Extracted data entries
■ ■ ■ ■
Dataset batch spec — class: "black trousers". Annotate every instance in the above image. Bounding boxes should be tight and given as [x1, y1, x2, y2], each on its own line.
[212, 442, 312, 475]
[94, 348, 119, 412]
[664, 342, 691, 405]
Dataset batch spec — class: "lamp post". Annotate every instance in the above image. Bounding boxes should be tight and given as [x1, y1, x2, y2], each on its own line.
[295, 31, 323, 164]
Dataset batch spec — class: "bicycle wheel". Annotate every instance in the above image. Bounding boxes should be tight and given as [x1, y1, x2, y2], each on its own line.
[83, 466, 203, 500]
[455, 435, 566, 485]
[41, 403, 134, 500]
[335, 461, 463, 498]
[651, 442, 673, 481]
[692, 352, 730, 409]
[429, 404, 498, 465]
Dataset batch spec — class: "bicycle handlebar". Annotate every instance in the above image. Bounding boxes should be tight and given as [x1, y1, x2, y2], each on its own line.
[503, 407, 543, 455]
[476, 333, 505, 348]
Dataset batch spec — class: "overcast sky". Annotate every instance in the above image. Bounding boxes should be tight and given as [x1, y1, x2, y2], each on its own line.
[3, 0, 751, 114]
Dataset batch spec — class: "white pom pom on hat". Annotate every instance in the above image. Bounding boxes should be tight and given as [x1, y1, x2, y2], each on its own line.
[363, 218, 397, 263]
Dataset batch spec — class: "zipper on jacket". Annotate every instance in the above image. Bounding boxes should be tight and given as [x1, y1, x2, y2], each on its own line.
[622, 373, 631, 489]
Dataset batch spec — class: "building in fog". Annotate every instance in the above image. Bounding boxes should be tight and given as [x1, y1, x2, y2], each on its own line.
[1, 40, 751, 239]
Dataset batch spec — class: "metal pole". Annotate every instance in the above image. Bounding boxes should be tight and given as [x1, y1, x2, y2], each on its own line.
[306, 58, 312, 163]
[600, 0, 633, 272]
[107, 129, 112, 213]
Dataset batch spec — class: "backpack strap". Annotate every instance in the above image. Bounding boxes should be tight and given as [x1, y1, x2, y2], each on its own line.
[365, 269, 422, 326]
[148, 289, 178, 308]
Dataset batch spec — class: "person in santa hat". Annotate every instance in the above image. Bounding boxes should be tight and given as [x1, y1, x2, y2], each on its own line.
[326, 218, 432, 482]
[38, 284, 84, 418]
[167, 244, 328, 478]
■ ■ ■ ■
> _Task requirements_
The answer must be a verbatim transcription of all the entries.

> _Response area_
Dataset batch spec — class: "black trousers". Annotate every instance in the above image. Bounding boxes should be tight and given as [x1, y1, x2, y2], each on its own line.
[212, 442, 312, 475]
[94, 348, 119, 412]
[664, 342, 691, 405]
Dataset batch spec — class: "lamp post". Annotate every instance in the above image. Bounding boxes should be tight and given as [x1, y1, x2, y2], each on its own line.
[295, 31, 323, 164]
Dataset batch spec — class: "bicycle wheel". Annotate every instance in the above image. Bounding boxes should be tight and given as [x1, y1, x2, y2], each on its own line.
[83, 466, 203, 500]
[455, 435, 566, 485]
[41, 403, 134, 500]
[335, 461, 463, 498]
[651, 442, 673, 481]
[692, 352, 730, 409]
[429, 404, 498, 465]
Dataset batch spec — class: "bicycle handlebar". Annotate every instance in the above image. Bounding boxes should be tight and given as [x1, y1, x2, y2], each on its own line.
[503, 407, 543, 455]
[476, 333, 505, 348]
Dataset batch spec — class: "overcast sky". Annotate every instance in the above image. Bounding boxes should be tight and given as [x1, y1, x2, y2], each on its own line.
[3, 0, 751, 114]
Dataset batch spec — class: "white pom pom on hat". Annotate every instance in the above image. Bounding boxes should be tight and given as [x1, y1, x2, y2], each on its own line.
[363, 218, 397, 263]
Dataset batch spec — class: "zipper on jacket". Annotate every instance in the above image. Bounding boxes should be tight and given as [x1, y1, x2, y2], each on its own line.
[622, 373, 631, 489]
Dataset batch spec — class: "building in fog". Annotate every instance in the above image. Bounding boxes should be tight and given as [x1, y1, x2, y2], each on its own line.
[1, 40, 751, 239]
Dataset batch spec — class: "metal pole". Annotate every instance in the above image. Bounding boxes should be tight and given as [x1, y1, x2, y2], each on its own line.
[306, 58, 312, 163]
[600, 0, 633, 272]
[107, 129, 112, 213]
Dataset batch spec — class: "backpack strap". Annotate every instance in the above image. Bounding boxes should be tight and given as [x1, y1, x2, y2], each on its own line.
[365, 269, 422, 326]
[148, 289, 178, 308]
Dataset batch spec — class: "person in santa hat". Annotate every instance in the above image. Bounding boxes should be tight and given as [x1, y1, x2, y2], each on its own line.
[326, 218, 432, 482]
[38, 284, 84, 418]
[167, 244, 328, 478]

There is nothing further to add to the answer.